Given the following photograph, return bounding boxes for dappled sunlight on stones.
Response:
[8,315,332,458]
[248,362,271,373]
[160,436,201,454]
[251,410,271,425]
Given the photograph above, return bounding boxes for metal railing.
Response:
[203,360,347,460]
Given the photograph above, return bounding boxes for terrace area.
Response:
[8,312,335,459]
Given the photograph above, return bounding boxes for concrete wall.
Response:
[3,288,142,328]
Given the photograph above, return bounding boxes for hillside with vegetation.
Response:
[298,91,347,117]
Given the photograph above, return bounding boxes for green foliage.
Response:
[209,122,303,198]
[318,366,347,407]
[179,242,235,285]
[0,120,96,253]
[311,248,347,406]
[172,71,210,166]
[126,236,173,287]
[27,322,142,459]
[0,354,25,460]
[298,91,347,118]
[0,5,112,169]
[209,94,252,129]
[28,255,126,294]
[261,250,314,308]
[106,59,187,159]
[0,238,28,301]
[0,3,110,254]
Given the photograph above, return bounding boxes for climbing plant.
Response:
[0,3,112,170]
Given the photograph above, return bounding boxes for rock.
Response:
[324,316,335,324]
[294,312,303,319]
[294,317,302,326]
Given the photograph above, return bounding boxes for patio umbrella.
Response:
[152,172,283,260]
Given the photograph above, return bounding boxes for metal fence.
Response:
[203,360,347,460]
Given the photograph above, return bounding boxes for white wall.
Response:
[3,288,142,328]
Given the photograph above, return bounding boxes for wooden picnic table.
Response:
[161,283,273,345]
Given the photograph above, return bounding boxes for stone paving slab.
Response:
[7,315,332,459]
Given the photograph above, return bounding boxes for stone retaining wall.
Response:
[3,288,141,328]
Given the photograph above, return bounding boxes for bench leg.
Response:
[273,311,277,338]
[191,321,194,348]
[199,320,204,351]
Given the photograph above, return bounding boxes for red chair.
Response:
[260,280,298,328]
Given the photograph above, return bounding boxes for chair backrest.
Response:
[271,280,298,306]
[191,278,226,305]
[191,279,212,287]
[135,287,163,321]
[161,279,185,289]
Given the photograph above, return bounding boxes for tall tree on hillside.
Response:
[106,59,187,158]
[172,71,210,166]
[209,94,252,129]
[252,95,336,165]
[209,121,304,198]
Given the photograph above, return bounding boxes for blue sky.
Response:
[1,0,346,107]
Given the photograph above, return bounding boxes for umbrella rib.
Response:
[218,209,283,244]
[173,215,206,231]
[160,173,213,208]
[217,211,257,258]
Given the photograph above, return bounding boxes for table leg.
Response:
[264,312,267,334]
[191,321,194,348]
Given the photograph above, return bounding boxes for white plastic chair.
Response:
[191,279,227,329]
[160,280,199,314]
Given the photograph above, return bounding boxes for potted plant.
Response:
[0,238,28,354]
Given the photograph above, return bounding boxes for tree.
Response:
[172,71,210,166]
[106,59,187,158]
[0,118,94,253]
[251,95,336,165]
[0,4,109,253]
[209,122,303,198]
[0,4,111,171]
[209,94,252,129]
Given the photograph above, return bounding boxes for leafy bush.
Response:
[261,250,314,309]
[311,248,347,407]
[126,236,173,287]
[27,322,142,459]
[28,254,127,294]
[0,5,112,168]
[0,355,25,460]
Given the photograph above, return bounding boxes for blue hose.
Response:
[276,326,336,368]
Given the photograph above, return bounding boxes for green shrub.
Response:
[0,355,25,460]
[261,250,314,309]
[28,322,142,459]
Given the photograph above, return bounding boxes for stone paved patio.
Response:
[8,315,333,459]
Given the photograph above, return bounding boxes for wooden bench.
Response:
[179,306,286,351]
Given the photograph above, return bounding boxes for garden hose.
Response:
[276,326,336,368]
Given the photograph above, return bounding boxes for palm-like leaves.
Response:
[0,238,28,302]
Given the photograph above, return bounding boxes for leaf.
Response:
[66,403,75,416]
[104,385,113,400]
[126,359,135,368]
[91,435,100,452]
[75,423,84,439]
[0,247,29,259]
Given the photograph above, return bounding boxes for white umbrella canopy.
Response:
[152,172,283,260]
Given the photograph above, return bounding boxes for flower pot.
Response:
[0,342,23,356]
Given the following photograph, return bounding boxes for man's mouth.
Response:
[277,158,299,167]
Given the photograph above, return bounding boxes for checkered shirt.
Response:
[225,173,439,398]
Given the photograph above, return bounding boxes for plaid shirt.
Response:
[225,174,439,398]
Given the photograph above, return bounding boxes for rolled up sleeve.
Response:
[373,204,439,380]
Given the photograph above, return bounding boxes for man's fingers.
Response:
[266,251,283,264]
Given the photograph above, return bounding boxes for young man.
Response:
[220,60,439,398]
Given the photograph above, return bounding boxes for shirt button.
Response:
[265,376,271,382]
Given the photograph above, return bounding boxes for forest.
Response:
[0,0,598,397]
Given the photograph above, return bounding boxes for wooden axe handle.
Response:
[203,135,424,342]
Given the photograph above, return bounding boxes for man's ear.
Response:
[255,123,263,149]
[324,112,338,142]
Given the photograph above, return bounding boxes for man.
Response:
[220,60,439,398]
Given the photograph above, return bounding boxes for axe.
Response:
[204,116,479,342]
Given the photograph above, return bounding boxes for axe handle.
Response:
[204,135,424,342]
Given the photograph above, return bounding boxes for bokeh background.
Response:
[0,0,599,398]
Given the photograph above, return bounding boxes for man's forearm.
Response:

REQUIRED ACTION
Check each line in the records above for the word "white". Return those that have it.

REPLY
Given the photograph above, return bounding boxes for white wall.
Given the photograph above, return bounding boxes for white plastic chair.
Given the photograph above, return bounding boxes for white umbrella canopy.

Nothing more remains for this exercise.